■ REQUIREMENTS: Count the lines in the data below that contain the string "wooden", with uppercase and lowercase treated as different. Reply with the number only.

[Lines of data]

..........

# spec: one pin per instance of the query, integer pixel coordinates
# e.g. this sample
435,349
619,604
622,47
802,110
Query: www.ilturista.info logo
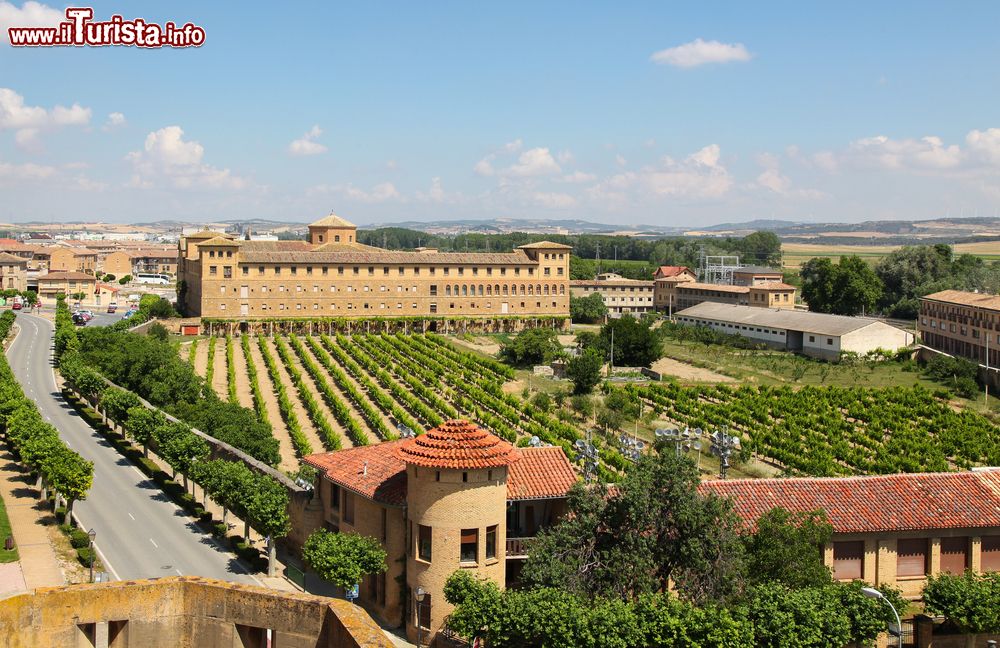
79,30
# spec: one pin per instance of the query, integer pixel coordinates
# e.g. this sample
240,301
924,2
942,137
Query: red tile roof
374,471
541,473
457,445
907,502
670,271
378,473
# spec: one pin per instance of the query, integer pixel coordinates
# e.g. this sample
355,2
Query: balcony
517,548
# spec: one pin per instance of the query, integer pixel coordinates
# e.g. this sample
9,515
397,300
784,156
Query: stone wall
182,612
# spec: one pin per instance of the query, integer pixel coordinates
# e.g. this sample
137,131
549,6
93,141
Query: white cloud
701,52
28,121
534,162
552,200
697,177
30,14
115,120
578,177
168,158
306,145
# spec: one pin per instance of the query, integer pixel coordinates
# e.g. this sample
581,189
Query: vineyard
835,430
328,392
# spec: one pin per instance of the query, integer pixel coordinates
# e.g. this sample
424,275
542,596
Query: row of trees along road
894,284
36,442
600,576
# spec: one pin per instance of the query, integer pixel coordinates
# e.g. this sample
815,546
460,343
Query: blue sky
625,113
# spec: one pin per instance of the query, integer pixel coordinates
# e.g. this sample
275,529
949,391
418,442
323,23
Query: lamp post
92,534
871,592
420,594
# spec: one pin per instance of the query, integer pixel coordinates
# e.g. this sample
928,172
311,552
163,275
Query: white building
814,334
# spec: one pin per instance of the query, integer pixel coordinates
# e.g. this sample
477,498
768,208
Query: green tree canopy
343,558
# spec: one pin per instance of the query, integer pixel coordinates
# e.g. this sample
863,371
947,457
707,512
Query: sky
671,114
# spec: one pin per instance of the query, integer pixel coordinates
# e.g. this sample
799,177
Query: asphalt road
140,532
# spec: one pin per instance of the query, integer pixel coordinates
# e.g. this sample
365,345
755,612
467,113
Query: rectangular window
990,560
954,555
470,545
424,543
911,558
849,560
491,541
348,507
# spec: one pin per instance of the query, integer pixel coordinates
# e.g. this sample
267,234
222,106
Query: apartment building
13,272
334,276
962,324
894,530
620,295
455,497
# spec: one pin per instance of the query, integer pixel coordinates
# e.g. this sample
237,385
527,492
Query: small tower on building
456,505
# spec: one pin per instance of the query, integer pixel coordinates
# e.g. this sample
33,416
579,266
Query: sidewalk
38,563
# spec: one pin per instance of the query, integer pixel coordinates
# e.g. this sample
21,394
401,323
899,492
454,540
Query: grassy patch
5,556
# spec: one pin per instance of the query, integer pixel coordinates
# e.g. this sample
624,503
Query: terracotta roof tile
905,502
374,471
457,445
379,473
541,473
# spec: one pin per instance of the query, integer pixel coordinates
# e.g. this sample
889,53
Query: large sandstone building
334,276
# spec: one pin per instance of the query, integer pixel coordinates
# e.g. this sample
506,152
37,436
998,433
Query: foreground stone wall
182,612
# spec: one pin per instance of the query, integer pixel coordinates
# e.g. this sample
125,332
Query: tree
141,424
587,309
655,529
970,601
531,347
636,344
585,371
783,549
343,558
848,287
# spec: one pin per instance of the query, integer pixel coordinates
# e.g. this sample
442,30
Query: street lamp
420,594
587,453
871,592
92,534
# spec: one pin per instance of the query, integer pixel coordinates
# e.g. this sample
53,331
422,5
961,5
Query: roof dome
458,445
332,221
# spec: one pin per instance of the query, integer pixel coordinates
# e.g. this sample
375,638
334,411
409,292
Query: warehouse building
813,334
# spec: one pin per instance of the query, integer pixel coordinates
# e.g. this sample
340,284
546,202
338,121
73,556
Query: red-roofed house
889,529
455,497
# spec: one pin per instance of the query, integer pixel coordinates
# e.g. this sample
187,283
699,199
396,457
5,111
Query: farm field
795,254
327,392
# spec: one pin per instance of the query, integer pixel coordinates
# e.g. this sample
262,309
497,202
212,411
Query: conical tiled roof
457,445
332,221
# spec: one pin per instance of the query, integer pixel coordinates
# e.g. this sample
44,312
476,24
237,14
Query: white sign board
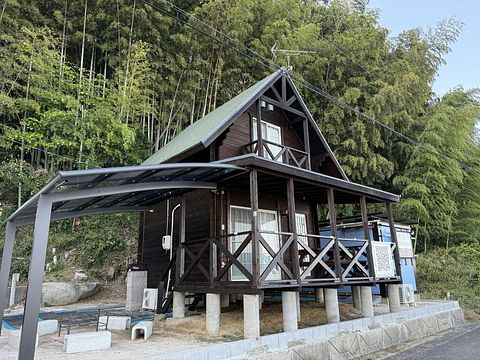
405,244
383,259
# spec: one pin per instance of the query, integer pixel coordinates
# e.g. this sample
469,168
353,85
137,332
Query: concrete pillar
178,305
13,289
213,314
136,283
225,299
251,317
299,312
357,298
319,298
289,309
331,305
393,297
367,301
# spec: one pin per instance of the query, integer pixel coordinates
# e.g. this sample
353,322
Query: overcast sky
463,63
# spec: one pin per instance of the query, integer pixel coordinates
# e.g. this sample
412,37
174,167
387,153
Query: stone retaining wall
345,340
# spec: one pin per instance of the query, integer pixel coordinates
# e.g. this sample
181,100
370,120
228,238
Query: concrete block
343,343
116,322
319,333
251,317
431,322
46,327
212,318
331,305
271,342
87,341
143,327
178,306
457,315
14,339
445,321
289,310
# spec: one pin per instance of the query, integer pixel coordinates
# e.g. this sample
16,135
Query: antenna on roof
289,53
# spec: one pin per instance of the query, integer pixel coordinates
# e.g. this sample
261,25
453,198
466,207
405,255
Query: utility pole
289,53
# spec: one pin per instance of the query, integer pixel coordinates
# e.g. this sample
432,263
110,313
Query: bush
456,270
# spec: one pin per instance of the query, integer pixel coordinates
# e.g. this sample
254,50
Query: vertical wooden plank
306,140
366,234
141,237
255,227
259,129
333,226
292,224
393,234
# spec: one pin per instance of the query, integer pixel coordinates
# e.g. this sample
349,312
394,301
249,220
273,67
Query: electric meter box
167,242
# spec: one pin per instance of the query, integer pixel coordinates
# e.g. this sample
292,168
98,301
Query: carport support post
35,278
394,297
356,297
6,263
367,301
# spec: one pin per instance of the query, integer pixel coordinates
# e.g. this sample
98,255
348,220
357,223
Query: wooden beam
306,140
259,128
366,234
292,224
333,226
393,234
255,227
283,106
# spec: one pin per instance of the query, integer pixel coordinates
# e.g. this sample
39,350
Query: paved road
462,343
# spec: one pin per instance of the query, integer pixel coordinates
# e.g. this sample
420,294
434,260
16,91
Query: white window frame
280,135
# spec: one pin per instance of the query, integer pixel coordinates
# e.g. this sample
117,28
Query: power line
268,63
49,152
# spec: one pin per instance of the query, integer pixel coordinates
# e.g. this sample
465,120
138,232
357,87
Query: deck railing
284,259
280,153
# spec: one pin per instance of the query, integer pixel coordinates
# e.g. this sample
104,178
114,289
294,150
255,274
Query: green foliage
456,271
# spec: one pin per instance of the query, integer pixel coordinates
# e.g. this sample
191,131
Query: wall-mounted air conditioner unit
407,295
150,299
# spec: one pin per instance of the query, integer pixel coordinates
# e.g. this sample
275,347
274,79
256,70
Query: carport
90,192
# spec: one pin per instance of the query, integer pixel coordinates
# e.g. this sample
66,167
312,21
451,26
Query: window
240,220
271,133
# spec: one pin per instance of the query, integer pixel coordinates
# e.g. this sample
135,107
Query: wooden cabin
259,230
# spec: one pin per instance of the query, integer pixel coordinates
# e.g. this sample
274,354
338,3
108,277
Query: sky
463,63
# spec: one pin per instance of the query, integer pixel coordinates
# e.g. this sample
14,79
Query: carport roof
121,189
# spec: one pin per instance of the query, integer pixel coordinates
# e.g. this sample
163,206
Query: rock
110,273
80,276
88,289
64,293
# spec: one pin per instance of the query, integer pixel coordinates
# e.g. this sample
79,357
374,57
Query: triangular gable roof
205,130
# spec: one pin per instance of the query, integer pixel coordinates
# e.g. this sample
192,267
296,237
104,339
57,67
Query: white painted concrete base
116,322
46,327
14,339
87,341
144,328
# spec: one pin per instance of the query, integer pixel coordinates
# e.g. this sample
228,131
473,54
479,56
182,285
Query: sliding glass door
240,220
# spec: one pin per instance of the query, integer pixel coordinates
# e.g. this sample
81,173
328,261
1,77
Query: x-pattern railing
352,251
318,255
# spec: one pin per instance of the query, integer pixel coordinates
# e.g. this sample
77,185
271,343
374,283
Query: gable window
272,136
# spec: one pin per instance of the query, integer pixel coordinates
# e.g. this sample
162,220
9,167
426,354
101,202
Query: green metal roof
198,132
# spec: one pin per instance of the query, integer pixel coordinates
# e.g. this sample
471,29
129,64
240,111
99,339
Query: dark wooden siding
197,225
240,132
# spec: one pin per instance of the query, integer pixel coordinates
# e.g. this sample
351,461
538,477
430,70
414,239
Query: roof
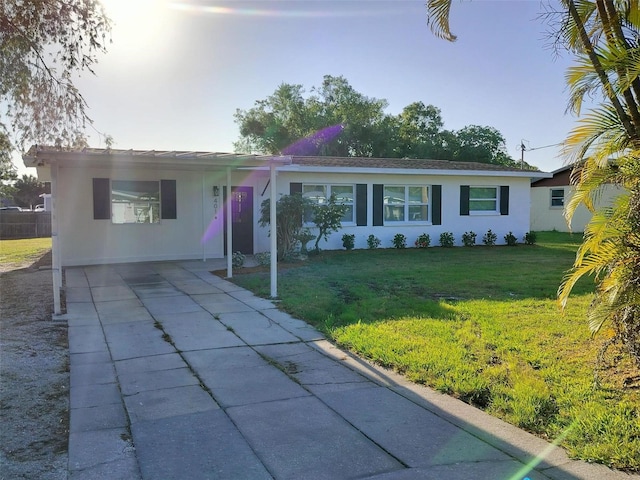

..........

■ TASK SOLUTION: 4